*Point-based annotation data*
----------

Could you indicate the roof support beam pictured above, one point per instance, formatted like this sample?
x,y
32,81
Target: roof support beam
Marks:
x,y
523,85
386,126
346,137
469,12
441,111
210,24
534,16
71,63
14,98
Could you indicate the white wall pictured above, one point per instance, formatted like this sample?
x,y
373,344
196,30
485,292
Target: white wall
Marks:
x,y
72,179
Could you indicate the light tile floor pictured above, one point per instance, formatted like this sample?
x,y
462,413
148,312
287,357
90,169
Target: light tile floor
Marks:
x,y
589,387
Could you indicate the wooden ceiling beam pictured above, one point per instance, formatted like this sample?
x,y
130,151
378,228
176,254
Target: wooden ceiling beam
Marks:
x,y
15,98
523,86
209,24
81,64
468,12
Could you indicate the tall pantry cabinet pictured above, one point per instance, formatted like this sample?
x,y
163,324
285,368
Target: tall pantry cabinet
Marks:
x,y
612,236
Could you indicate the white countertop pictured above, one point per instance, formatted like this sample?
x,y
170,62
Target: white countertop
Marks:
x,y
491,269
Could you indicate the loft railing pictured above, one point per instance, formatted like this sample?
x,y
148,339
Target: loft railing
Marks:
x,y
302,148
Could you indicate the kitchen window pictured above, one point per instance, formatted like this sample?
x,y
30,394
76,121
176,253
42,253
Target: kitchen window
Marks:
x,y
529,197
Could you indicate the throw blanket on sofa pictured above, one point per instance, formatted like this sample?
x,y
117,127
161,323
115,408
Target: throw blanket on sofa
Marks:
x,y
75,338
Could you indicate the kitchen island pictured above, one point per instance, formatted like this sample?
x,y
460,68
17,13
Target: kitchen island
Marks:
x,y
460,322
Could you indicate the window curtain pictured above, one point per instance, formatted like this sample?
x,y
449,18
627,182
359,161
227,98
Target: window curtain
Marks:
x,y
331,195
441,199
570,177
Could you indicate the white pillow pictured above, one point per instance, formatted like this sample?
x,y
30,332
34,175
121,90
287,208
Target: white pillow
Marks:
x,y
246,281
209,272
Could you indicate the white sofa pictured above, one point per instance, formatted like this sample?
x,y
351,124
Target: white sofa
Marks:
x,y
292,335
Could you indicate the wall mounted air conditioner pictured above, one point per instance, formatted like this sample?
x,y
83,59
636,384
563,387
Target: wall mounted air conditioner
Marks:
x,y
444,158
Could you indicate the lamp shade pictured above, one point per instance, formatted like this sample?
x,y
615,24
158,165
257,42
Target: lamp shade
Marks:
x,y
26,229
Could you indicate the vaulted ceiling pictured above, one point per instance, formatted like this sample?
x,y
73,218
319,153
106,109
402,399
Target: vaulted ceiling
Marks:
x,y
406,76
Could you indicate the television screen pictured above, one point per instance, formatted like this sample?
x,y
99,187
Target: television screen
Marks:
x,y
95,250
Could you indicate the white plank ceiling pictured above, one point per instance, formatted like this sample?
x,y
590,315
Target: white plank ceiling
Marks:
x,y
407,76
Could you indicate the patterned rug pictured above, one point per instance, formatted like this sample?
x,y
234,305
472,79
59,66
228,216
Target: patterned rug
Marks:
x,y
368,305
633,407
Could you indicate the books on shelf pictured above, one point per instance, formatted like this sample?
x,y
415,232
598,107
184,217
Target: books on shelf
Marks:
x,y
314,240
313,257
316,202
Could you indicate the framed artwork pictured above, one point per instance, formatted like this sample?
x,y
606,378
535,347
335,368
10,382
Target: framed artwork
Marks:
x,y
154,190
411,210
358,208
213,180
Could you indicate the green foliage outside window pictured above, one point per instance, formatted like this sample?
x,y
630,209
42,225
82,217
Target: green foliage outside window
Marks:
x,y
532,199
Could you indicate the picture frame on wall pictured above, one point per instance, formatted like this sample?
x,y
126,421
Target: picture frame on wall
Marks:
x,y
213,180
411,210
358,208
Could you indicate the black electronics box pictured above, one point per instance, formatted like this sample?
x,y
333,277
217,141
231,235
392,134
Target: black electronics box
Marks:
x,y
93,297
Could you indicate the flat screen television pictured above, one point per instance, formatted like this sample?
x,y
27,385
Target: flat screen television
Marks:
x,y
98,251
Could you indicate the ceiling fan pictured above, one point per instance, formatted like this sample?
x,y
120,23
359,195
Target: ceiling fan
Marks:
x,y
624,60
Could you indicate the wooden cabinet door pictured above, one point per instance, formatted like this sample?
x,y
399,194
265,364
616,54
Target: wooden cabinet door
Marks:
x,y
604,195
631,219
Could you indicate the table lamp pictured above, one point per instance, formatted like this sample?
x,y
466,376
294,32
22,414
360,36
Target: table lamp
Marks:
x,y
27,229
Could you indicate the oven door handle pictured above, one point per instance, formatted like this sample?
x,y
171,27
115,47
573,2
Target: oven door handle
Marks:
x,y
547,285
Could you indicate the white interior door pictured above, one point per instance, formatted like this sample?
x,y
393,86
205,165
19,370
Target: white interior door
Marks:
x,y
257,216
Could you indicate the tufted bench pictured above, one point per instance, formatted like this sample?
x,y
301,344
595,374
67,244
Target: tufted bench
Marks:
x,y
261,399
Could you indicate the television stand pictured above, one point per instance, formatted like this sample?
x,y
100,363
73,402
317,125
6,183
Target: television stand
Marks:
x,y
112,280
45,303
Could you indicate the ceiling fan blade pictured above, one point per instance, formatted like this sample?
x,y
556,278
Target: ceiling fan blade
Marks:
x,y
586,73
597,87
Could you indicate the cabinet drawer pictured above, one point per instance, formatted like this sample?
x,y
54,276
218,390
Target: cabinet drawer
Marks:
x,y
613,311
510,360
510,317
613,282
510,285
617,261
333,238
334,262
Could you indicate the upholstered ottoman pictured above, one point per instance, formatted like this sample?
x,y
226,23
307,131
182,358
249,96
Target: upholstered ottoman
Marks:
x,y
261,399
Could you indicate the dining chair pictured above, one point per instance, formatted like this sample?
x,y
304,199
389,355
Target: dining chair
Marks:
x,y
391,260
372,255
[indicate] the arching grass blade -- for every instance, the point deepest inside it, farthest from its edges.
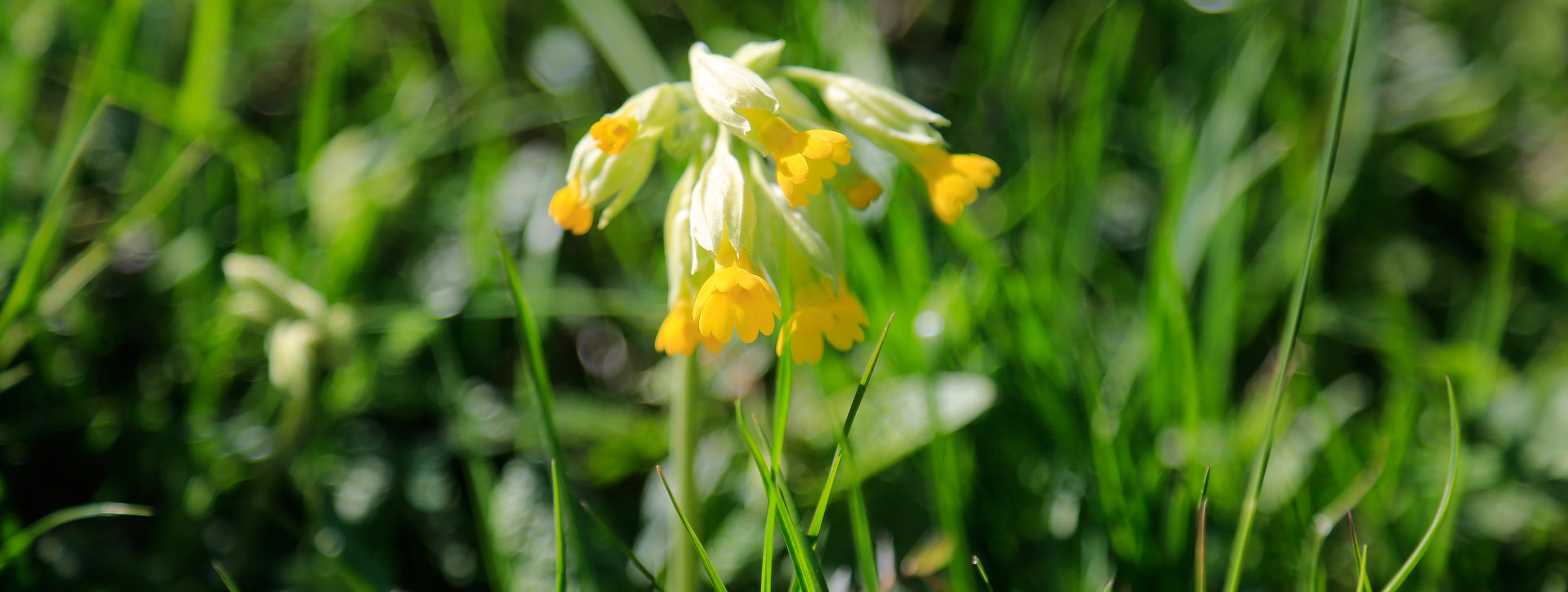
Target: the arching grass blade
(1286, 348)
(1443, 504)
(701, 554)
(20, 542)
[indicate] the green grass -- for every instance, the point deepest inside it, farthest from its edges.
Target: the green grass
(1198, 316)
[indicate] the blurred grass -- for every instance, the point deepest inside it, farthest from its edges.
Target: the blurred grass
(1067, 359)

----------

*GOAL OF THE EXERCISE*
Leave the images out, please, and restate each line word for word.

*SOLUTION TO THE PROBLEM*
Could you indicate the roof support beam pictured above, one point per instance, formatted like this sample?
x,y
32,81
Target: roof support beam
Marks:
x,y
523,85
386,126
346,137
469,12
441,111
210,24
534,16
71,63
14,98
Could you indicate the white wall pictured above, one point per instance, formatted like this sample?
x,y
373,344
196,30
485,292
Target: white wall
Marks:
x,y
72,179
Could you indicate the light tile floor pictured above, one point per instance, formatted like this sample?
x,y
462,413
148,312
287,357
90,169
Target: light tile floor
Marks:
x,y
589,387
Could you indicate the wooden ceiling beam pictured above, one point per instance, formatted like this sample?
x,y
130,151
378,228
176,254
Target: wooden ceiling beam
Marks:
x,y
15,98
523,86
209,24
81,64
468,12
Could you indicate the tall pantry cabinet pictured above, one point per instance, formatted like this sample?
x,y
163,324
285,368
Target: tall pantry cabinet
Marks:
x,y
612,236
Could you indicate the white countertop pictured above, one point per instance, formatted like this sample?
x,y
170,62
Target: white countertop
Marks:
x,y
491,269
Could you indicate the loft railing pictured above, one point per instance, formatted like this sample?
x,y
148,339
Target: loft railing
Marks:
x,y
302,148
Could you indicate the kitchen window pictured above, one point per instance, formatted like this sample?
x,y
30,394
76,121
176,253
42,253
Target: kitchen window
Marks:
x,y
529,197
Could you indicate the throw blanket on sofa pictured above, one point per instance, formatted like this sample?
x,y
117,127
161,323
115,408
Target: throw blanket on sofa
Marks:
x,y
75,338
Could you indicate the kitchen island pictured above, one point per instance, formatted like this sample?
x,y
460,68
17,13
Target: kitchen island
Marks:
x,y
460,322
Could you indicate the window curtain pictured above, one point per instance, formatted like this sample?
x,y
449,18
627,182
359,161
227,98
Target: window curtain
Marks:
x,y
331,195
441,199
570,177
Could you indicate the white pillow pictured above, one point per instance, formatted like this sample?
x,y
30,332
34,175
121,90
287,208
Target: white pillow
Marks:
x,y
246,281
209,272
Could you indicate the white sofa pictured above, one point per instance, formatted like this sample?
x,y
351,124
Target: white sofa
Marks:
x,y
292,335
Could you indicate the wall mounted air conditioner pictured above, one point per instance, formatted like this sample?
x,y
83,59
636,384
563,387
Target: wall mounted air conditioner
Marks:
x,y
444,158
Could you indicate the lamp shade pictured above, one point per instance, formatted like this sample?
x,y
615,24
158,165
257,42
Target: lamp shade
Marks:
x,y
26,229
Could you indicate the vaulted ceiling pictured above, one point per instance, formatted like this sample?
x,y
73,218
319,153
106,109
402,399
Target: vaulted ceiling
Marks:
x,y
406,76
Could you indicate the television screen pictured above, one point per instance, formatted like this sample?
x,y
99,187
Target: television screen
Marks:
x,y
95,250
Could you indicate the white plank ceiling pictured above, one point per instance, formatted like this sample?
x,y
590,315
Target: white plank ceiling
Marks:
x,y
407,76
Could you indicate the patterned rug pictured above, one point per instance, formatted like this sample?
x,y
234,305
472,79
59,66
228,216
Target: patterned rug
Marks:
x,y
368,305
633,407
Could you indicate the books on shelf pictured above, one point per instance, formatted like this sample?
x,y
415,232
598,107
184,217
Target: books on shelf
Marks:
x,y
314,240
313,257
316,202
Could you indicate the framed artwork pictured above, one point per instance, formatted like this sample?
x,y
606,378
535,347
335,368
10,382
Target: framed artwork
Marks:
x,y
154,190
411,210
358,208
213,180
Could you indicate the green foliage outside window pictured above, one point per instance, formatted like this sample?
x,y
630,209
42,225
82,217
Target: green foliage outside window
Marks:
x,y
532,199
Could you indicate the picture frame on wall pictured above, one point per instance, formatted like this sample?
x,y
126,421
Target: picture frame on wall
Marks:
x,y
213,180
411,210
358,208
Could you indicate the black electronics box pictured above, one point per instance, formatted like this sample?
x,y
333,277
217,141
231,235
392,134
Target: black electronics box
Marks:
x,y
93,297
Could you indicate the flat screen television pictured above, one point per instance, formatted like this sample?
x,y
27,385
Target: flat screen television
Marks:
x,y
98,251
Could you indicate the ceiling fan pictured above, one point per instance, formatted like this sample?
x,y
120,23
359,195
Target: ceiling fan
Marks:
x,y
624,60
Could you indicate the wooden cabinet door pictured above, one point per instance, formatted like this sample?
x,y
399,194
265,364
616,54
Target: wooden cabinet door
Marks:
x,y
604,195
631,219
Could you indicate the table lamp pictured above, one point per instance, formatted like this sample?
x,y
466,376
294,32
22,414
360,36
Target: table lamp
Marks:
x,y
27,229
Could you indicate the oven door handle pictured above, one point per instance, formatted like this sample?
x,y
171,27
115,47
573,2
Target: oven door handle
Marks:
x,y
547,285
Could you indicate the white interior door pictured above, one point per instance, formatted like this sample?
x,y
393,86
205,165
19,370
Target: white interior door
Marks:
x,y
257,216
Could you indicate the tufted bench pictured above, one point per instance, formatted like this sample?
x,y
301,344
595,374
67,244
Target: tufted bench
Marks:
x,y
261,399
Could you indicate the television stand pictured above, one point per instance, formatted like this sample?
x,y
100,363
73,402
317,125
6,183
Target: television stand
Marks:
x,y
112,280
45,303
Could you indicate the ceiling fan blade pictured above, one point per instance, formatted like this sample?
x,y
556,278
Target: ceiling fan blade
Marks:
x,y
586,73
597,87
Could you indicate the cabinet drawer pictured above, one point per instance, formatted like this sample?
x,y
54,276
218,390
Target: cabinet drawer
Marks:
x,y
613,311
510,360
510,317
613,282
510,285
617,261
333,238
334,262
Could you indicate the upholstered ottoman pictured above, one point per instance, formatted like this sample?
x,y
226,23
307,131
182,358
249,96
Target: upholstered ottoman
Marks:
x,y
261,399
Could you indicate the dining chair pictured above, one point per instance, formatted like this sample?
x,y
304,199
389,355
Target: dining chair
Marks:
x,y
391,260
372,255
[indicate] the arching grass blade -- for every instance, the point deepest inside it, farthest from its edges.
Target: the arching grass blade
(1286, 348)
(1443, 504)
(701, 554)
(20, 542)
[indicate] the green grass -- for every instance, the point deepest inside it, farthest from its edges.
Target: the green grass
(1198, 316)
[indicate] the blurred grass -- for every instance, the point deepest inside it, farthest from its edges.
Target: the blurred grass
(1067, 359)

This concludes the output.